» GIVEN EXERCISE
Pull out every line in the items below that contains the string "finger", and copy each one over unchanged.

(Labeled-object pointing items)

-*-

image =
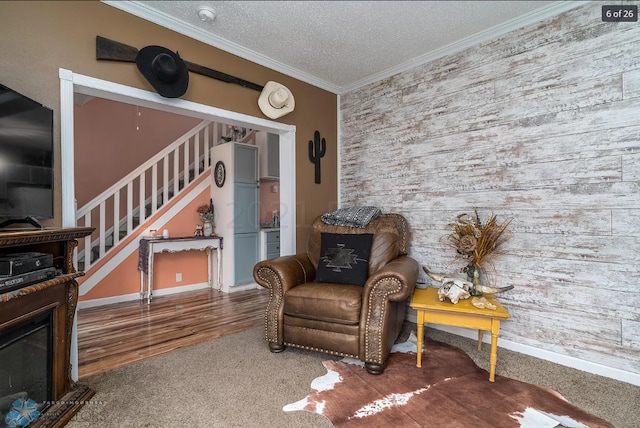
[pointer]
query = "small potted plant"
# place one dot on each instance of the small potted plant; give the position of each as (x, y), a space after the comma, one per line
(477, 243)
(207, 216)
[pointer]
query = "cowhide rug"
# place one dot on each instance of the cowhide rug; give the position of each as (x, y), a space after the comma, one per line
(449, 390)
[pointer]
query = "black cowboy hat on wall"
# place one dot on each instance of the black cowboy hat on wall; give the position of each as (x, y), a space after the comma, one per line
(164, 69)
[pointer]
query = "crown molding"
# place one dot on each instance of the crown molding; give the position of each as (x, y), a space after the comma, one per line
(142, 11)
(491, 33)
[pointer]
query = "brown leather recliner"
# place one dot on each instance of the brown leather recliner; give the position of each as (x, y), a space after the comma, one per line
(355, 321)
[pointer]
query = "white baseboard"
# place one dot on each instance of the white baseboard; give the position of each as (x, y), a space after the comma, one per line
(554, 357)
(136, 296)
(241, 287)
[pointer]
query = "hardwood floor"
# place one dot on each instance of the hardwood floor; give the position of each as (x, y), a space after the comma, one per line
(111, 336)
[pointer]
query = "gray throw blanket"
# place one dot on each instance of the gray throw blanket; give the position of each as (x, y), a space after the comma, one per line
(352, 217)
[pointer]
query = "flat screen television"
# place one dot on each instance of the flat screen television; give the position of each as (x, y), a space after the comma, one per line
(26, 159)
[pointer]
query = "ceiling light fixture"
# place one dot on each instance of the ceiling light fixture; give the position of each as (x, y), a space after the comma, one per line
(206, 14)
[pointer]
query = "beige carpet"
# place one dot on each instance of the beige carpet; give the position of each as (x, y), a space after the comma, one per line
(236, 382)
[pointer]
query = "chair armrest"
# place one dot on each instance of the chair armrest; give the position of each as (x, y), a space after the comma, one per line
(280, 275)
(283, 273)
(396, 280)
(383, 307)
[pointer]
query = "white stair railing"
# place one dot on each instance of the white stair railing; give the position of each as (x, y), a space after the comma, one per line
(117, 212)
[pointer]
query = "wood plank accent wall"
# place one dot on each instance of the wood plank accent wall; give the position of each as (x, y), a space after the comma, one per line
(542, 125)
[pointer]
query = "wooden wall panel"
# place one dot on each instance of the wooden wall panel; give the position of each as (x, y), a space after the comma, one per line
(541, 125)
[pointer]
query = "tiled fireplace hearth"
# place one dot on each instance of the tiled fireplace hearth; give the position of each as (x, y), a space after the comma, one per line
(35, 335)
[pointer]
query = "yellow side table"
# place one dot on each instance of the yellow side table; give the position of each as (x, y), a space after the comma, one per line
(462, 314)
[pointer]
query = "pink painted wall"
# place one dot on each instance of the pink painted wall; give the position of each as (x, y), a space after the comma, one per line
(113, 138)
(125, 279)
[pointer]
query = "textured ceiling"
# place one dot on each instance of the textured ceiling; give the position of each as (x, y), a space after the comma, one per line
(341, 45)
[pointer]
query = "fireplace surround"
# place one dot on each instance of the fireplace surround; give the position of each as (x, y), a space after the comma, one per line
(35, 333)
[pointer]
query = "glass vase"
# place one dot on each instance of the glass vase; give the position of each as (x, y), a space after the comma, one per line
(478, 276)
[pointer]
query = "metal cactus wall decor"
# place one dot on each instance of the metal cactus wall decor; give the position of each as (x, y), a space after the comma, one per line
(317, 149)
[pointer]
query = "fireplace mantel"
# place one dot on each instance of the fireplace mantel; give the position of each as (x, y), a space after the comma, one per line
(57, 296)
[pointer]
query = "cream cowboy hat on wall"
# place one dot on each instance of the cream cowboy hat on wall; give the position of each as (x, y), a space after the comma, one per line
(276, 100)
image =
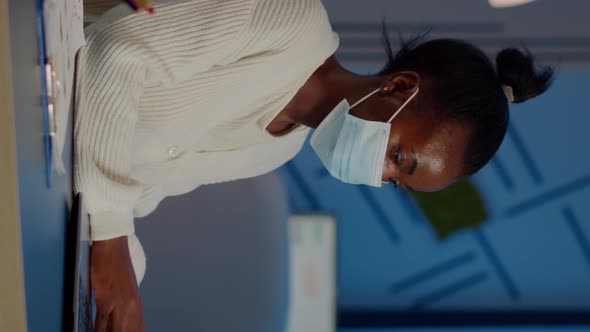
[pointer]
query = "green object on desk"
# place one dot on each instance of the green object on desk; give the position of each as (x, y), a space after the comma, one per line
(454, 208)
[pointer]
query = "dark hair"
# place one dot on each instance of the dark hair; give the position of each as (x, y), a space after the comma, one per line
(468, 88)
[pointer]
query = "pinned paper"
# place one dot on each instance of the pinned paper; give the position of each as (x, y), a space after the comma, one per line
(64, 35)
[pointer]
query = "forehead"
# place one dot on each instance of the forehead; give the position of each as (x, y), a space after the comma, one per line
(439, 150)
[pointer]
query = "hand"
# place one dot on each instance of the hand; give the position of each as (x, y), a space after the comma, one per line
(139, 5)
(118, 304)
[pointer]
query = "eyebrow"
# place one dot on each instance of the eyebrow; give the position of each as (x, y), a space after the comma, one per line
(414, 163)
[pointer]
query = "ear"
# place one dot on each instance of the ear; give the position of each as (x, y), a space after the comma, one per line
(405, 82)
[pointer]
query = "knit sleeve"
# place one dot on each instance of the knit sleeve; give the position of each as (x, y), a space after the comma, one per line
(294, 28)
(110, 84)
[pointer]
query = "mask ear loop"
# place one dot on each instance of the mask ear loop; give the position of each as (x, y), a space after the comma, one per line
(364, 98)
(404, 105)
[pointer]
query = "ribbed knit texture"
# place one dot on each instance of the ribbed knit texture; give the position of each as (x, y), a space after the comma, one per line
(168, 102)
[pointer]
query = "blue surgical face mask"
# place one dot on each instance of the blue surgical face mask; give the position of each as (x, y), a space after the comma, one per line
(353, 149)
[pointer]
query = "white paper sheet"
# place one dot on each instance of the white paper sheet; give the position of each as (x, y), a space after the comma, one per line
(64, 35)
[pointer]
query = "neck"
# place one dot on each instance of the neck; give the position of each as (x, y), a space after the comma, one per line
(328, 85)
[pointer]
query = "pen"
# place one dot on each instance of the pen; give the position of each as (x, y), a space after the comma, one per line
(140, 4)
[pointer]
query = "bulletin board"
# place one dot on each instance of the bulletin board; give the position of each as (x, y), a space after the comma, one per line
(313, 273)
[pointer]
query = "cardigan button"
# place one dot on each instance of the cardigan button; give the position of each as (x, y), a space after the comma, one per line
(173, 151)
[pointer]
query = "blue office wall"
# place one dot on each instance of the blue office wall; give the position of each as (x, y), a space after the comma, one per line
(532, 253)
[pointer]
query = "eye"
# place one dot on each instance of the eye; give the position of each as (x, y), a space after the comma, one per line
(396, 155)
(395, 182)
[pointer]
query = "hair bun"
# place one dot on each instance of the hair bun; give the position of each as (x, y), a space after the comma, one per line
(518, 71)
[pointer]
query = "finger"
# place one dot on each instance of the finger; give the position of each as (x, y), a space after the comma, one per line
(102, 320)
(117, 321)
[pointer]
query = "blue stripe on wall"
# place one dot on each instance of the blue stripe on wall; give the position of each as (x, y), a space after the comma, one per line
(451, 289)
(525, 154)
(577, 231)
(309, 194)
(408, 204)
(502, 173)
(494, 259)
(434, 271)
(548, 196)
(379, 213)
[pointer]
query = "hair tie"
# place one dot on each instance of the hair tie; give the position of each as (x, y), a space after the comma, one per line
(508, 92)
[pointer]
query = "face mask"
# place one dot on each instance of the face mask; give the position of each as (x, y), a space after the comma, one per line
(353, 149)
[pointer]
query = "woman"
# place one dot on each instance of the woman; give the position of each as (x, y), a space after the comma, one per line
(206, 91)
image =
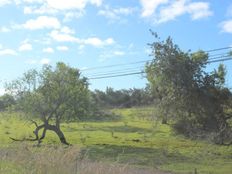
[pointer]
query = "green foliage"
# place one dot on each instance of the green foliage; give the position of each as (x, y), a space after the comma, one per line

-*-

» SOLUTION TO THE PROBLEM
query = "finger"
# place one dot on each instance of the finger; give the position of each as (x, y), a space after the comma, one per line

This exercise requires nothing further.